## BEGIN
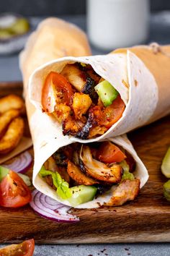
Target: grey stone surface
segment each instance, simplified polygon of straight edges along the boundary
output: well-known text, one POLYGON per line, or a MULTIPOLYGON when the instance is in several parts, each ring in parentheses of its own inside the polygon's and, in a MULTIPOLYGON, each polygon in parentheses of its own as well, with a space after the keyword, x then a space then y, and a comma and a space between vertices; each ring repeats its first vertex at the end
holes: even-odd
MULTIPOLYGON (((1 245, 4 247, 4 245, 1 245)), ((34 256, 169 256, 169 244, 35 245, 34 256)))
MULTIPOLYGON (((66 20, 86 30, 84 16, 63 17, 66 20)), ((33 18, 35 26, 40 18, 33 18)), ((170 12, 152 14, 149 42, 170 43, 170 12)), ((102 52, 92 48, 94 54, 102 52)), ((18 67, 18 55, 0 56, 0 80, 21 80, 18 67)), ((4 245, 0 245, 3 247, 4 245)), ((170 244, 67 244, 36 245, 35 256, 170 256, 170 244)))
MULTIPOLYGON (((86 30, 86 19, 84 15, 62 16, 61 18, 73 22, 84 30, 86 30)), ((35 28, 42 18, 32 17, 32 23, 35 28)), ((161 44, 170 43, 170 12, 161 12, 151 16, 150 35, 146 43, 156 41, 161 44)), ((101 50, 93 46, 93 54, 102 54, 101 50)), ((22 75, 18 66, 18 54, 12 56, 0 56, 0 81, 21 80, 22 75)))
## END
Aim of the task: Please repeat all of the material above word for word, leaving out the picture.

Answer below:
Target: grey stone surface
segment each instance, simplified polygon of straight edges along the boundary
output: well-known text, one POLYGON per line, or a MULTIPOLYGON when the instance is in several parts, each ring in parentheses of its own inside the polygon's and, in a MULTIPOLYGON, each polygon in parentheses of its own as well, with a space after the keyword, x then a space then y, and a comma and a space between vertices; each ring repeats its first vertex at the end
holes: even-odd
MULTIPOLYGON (((1 245, 4 247, 4 245, 1 245)), ((34 256, 169 256, 169 244, 35 245, 34 256)))
MULTIPOLYGON (((66 20, 86 30, 84 16, 63 17, 66 20)), ((33 18, 35 26, 40 18, 33 18)), ((170 12, 152 14, 149 42, 170 43, 170 12)), ((102 52, 92 48, 94 54, 102 52)), ((18 67, 18 55, 0 56, 0 80, 21 80, 18 67)), ((4 245, 0 245, 3 247, 4 245)), ((170 244, 67 244, 36 245, 35 256, 170 256, 170 244)))
MULTIPOLYGON (((86 30, 86 19, 84 15, 62 16, 61 18, 73 22, 84 30, 86 30)), ((35 28, 42 18, 32 17, 32 23, 35 28)), ((161 44, 170 43, 170 12, 161 12, 151 16, 150 35, 146 43, 156 41, 161 44)), ((101 50, 93 46, 93 54, 102 54, 101 50)), ((22 75, 18 66, 18 54, 12 56, 0 56, 0 81, 21 80, 22 75)))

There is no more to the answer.